Extracted information section start

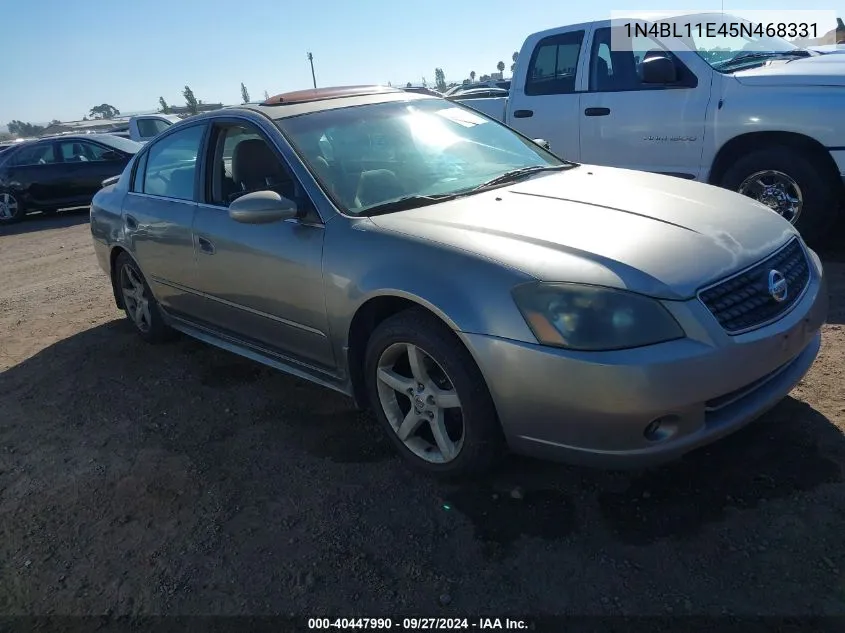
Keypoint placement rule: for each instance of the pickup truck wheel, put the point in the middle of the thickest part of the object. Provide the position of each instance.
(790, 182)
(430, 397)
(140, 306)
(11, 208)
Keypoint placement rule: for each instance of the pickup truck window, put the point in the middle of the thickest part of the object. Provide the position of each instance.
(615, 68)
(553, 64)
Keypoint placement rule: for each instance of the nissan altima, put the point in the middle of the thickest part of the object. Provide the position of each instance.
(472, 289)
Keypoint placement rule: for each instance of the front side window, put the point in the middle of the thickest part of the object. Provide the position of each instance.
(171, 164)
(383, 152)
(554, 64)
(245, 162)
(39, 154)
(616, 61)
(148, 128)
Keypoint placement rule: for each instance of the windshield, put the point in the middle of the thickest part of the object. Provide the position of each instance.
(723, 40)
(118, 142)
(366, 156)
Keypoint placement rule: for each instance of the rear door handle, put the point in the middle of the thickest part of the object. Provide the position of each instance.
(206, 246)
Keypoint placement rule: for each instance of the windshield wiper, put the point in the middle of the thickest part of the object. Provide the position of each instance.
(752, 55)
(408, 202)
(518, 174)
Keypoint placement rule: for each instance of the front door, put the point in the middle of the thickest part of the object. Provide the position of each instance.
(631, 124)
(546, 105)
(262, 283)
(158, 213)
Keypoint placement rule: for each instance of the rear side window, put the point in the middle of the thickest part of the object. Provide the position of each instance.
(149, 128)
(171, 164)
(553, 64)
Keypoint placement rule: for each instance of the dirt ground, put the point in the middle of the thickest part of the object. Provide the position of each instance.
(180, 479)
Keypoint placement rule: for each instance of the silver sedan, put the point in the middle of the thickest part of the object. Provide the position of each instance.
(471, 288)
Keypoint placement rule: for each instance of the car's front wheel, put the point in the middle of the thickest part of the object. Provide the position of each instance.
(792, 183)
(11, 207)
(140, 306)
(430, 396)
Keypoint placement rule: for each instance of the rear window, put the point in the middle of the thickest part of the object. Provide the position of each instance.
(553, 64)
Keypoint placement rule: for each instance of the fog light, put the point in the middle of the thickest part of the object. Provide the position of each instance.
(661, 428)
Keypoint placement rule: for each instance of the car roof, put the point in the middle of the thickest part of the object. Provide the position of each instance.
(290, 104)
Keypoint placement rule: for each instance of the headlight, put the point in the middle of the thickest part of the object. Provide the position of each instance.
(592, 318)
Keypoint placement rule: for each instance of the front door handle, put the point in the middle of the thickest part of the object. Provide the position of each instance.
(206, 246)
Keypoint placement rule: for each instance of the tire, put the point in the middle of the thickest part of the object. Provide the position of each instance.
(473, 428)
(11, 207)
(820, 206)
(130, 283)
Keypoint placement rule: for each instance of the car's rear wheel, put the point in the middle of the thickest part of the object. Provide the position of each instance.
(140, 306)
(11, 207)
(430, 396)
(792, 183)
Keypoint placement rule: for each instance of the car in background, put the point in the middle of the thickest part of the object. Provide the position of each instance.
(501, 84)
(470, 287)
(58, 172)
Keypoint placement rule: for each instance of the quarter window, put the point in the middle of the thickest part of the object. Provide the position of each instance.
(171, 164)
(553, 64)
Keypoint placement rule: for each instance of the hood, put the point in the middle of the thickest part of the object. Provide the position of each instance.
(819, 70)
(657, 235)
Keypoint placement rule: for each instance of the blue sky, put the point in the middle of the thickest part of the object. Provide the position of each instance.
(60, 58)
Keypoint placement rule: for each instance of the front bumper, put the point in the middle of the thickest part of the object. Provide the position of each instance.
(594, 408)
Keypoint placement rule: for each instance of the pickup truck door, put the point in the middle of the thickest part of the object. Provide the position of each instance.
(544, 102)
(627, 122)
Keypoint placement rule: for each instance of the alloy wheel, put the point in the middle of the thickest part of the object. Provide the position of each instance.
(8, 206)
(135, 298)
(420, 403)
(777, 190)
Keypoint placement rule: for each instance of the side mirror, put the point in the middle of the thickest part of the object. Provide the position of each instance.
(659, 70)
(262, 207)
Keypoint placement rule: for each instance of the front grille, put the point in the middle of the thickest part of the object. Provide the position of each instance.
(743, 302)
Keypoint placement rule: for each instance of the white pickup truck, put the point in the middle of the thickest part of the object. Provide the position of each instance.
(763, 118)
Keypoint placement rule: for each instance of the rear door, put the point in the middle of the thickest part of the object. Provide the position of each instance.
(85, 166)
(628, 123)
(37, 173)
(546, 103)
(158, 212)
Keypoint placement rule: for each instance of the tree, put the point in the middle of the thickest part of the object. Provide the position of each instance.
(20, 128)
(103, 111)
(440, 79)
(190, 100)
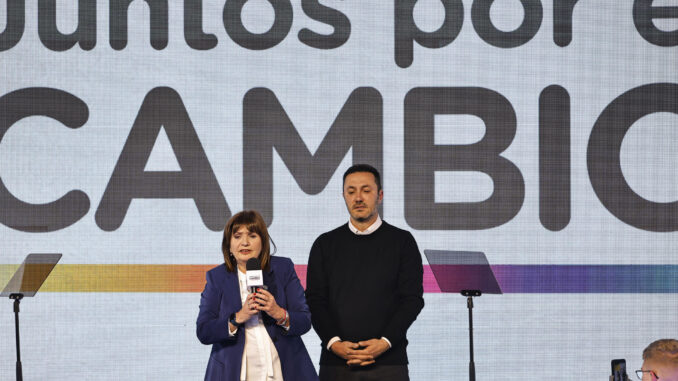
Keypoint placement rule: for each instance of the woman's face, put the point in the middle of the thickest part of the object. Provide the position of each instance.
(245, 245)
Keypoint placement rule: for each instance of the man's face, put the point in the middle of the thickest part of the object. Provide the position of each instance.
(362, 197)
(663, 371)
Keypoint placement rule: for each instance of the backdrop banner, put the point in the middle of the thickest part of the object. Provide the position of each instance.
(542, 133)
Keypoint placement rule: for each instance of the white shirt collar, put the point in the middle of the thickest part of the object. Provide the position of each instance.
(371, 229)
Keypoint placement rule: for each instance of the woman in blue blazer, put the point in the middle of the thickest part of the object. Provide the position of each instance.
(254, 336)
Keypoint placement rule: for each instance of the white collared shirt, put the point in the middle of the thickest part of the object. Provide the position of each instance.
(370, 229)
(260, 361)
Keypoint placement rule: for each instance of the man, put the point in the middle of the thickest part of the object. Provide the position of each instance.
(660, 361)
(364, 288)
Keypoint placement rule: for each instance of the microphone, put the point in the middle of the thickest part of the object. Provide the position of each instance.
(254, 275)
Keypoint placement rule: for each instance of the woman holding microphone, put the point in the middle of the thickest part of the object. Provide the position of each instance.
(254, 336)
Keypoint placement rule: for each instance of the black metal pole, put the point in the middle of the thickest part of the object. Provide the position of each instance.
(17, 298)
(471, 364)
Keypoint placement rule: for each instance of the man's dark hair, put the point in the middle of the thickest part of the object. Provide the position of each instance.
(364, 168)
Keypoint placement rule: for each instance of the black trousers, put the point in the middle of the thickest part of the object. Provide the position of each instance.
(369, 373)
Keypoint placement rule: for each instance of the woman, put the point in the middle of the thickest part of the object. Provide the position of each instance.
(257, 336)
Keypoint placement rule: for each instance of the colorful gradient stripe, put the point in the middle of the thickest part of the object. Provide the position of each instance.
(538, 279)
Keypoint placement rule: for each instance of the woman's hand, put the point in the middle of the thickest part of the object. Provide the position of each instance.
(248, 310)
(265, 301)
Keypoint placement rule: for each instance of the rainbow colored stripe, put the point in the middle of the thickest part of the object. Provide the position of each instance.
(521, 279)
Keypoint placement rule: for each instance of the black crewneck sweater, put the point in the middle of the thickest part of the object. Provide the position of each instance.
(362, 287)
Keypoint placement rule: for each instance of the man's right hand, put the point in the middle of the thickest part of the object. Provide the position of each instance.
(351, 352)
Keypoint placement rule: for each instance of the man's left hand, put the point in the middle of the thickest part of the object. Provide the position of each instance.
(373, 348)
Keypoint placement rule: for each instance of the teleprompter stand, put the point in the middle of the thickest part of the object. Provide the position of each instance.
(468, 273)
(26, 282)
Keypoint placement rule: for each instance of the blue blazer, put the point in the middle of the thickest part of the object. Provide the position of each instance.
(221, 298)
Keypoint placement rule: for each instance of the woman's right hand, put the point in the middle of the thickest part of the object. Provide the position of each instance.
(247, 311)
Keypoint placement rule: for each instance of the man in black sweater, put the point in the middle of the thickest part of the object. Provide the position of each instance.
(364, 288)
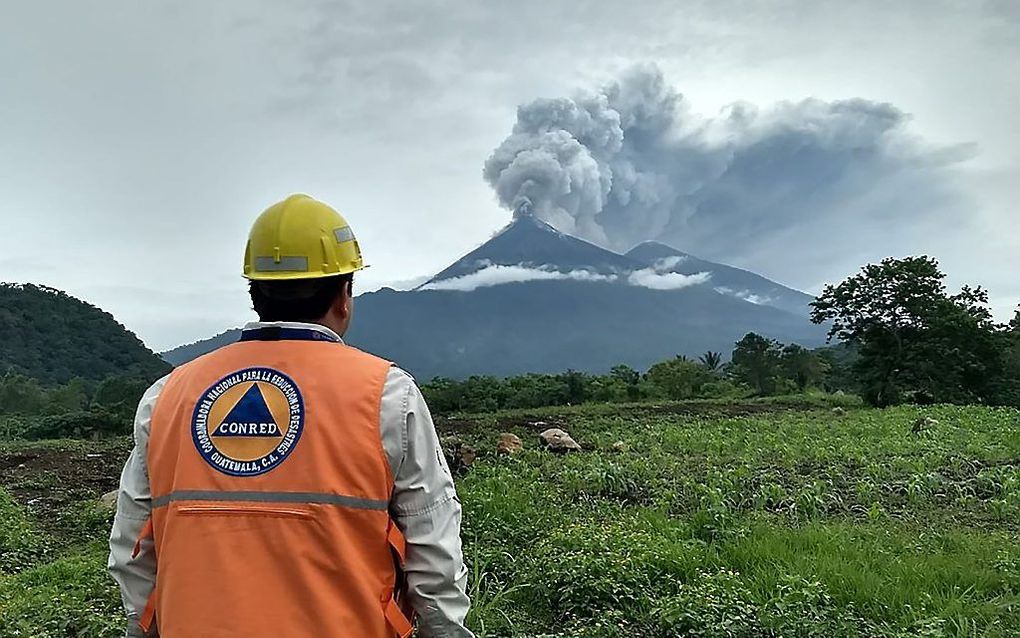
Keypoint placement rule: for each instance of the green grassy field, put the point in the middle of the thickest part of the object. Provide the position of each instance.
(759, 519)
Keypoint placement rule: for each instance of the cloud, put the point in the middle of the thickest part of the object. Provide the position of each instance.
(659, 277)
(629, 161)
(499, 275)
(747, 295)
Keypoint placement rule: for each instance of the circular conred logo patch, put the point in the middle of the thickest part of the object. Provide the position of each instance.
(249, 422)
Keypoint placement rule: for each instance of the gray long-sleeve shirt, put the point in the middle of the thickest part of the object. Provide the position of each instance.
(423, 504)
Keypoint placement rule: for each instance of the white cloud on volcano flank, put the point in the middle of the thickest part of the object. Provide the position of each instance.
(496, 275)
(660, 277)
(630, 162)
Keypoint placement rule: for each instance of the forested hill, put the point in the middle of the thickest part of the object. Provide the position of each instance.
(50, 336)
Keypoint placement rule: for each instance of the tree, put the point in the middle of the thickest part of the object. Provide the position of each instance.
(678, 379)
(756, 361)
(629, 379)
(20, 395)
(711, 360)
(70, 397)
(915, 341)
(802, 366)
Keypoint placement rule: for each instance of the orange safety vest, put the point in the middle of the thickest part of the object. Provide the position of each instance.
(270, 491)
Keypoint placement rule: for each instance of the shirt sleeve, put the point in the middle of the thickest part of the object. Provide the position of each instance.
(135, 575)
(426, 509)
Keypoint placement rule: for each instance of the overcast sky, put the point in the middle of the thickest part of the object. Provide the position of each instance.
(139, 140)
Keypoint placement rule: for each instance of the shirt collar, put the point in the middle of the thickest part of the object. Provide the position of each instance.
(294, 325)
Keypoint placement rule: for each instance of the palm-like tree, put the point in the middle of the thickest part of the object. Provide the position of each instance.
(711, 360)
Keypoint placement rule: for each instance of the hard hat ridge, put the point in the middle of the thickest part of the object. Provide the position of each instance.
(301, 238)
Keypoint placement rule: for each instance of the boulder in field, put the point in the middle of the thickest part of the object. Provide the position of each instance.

Extracted information section end

Starting at the line with "Keypoint placement rule: for each instance of the hard", copy each line through the end of the data, both ends included, and give nothing else.

— Task solution —
Keypoint placement rule: for each instance of the hard hat ridge, put the point in the middle of the thickest part of the object. Provide the position of each instance.
(301, 238)
Keypoint placement rule: for each instance of the boulder in field, put the point in the middle of the thickest part of the object. Provide the position of each instance.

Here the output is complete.